THE INPUT
___

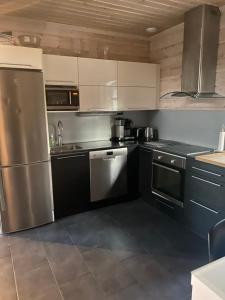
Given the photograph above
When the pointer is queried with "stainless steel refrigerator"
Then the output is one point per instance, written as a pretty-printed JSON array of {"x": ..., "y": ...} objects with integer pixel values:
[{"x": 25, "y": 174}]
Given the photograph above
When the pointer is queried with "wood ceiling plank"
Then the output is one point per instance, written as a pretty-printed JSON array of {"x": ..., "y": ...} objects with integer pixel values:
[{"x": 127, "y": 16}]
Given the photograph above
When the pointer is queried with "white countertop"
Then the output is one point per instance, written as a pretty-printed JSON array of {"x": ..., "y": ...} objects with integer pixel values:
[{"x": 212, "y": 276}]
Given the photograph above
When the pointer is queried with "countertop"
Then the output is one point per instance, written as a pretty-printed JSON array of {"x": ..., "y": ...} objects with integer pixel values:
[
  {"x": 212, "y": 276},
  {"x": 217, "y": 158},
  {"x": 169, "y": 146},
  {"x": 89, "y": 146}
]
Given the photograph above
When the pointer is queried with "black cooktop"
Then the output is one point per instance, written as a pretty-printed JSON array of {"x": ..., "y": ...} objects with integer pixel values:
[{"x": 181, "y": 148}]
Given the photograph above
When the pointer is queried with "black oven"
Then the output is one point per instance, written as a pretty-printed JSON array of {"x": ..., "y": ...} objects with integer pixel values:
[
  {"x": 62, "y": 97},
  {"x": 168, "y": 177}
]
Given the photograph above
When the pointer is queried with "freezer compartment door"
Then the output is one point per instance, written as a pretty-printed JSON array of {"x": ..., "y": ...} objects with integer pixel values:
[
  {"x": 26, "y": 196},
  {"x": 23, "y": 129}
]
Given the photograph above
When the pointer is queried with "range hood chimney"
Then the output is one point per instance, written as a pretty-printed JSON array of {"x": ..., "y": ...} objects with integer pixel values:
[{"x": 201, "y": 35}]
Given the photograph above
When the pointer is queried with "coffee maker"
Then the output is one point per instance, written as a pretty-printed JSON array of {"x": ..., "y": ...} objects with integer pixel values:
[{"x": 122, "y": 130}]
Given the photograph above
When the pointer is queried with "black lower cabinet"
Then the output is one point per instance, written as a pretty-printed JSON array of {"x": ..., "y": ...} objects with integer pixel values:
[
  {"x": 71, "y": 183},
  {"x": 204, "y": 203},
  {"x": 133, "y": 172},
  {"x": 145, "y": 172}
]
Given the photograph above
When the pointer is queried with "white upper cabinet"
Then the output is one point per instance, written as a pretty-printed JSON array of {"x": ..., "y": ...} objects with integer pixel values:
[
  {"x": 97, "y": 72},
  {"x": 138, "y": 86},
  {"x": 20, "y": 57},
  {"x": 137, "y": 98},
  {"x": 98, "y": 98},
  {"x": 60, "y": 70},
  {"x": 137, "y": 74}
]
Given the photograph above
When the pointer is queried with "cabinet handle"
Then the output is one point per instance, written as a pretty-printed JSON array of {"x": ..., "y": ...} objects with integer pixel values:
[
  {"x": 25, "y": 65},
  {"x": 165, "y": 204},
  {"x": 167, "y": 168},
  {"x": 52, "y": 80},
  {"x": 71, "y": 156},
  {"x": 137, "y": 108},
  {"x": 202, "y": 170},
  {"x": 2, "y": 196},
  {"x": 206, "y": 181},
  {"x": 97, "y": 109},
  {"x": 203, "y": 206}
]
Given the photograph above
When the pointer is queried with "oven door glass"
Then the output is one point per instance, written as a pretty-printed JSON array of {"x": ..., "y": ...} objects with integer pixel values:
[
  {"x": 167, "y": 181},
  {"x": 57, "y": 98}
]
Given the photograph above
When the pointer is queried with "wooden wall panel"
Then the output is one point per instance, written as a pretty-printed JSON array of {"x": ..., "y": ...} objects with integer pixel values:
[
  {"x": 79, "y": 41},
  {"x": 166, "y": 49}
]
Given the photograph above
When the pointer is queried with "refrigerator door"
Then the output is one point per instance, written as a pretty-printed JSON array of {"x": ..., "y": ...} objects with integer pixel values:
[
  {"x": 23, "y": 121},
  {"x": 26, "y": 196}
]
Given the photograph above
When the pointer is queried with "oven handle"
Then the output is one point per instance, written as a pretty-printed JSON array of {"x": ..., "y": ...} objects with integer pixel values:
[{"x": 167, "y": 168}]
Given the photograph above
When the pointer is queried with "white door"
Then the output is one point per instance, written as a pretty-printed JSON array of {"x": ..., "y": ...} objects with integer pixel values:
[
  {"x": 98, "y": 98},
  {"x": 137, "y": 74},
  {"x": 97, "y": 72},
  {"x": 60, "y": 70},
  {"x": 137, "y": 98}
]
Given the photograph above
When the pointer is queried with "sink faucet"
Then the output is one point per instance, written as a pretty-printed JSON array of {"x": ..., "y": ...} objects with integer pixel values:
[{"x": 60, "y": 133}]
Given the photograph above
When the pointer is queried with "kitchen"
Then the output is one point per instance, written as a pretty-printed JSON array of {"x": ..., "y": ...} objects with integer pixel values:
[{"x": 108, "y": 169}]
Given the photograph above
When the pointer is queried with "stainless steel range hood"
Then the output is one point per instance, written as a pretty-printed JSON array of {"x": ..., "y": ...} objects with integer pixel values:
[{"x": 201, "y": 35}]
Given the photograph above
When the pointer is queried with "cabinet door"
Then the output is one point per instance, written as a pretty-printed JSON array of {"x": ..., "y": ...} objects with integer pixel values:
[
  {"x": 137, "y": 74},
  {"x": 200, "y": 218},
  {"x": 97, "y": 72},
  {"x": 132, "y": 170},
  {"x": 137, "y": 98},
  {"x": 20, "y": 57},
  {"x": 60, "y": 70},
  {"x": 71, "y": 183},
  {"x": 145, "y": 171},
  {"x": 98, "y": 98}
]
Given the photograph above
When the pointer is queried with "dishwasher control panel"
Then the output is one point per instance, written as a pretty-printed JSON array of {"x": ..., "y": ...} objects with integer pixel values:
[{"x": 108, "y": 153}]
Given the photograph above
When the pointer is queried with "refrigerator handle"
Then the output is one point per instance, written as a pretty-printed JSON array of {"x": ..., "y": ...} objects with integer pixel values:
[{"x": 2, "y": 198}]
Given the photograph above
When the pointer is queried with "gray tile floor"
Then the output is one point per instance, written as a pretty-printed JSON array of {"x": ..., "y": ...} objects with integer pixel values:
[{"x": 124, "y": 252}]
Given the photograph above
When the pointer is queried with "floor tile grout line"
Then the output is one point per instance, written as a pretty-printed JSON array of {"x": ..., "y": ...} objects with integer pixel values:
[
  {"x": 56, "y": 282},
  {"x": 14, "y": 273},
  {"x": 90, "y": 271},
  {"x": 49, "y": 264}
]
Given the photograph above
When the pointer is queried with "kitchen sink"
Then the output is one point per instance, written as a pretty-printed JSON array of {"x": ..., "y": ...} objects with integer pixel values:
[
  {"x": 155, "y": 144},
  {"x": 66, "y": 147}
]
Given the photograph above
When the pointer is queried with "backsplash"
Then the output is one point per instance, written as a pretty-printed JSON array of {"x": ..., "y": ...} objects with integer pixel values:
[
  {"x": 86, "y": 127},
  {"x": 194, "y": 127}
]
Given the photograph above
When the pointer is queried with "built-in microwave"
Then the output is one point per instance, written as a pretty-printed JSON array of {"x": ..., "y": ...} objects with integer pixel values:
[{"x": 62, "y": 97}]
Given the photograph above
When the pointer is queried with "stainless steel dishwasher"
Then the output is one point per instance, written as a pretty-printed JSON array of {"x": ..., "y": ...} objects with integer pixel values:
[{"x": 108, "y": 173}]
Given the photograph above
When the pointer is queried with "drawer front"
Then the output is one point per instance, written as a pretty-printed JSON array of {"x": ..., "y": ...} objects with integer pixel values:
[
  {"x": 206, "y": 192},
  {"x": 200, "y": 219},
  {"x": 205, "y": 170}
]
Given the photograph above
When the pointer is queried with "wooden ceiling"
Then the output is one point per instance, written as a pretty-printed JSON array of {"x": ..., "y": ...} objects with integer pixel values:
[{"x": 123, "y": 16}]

___

ACTIVITY
Go through the material and copy out every line with "cabinet" in it.

OUTPUT
When the pointer is queried with "black lower cabinet"
When the pointer is queried with "white upper cabinet"
When the pointer is queried with "cabinet handle"
When the pointer is queried with "cabinet door"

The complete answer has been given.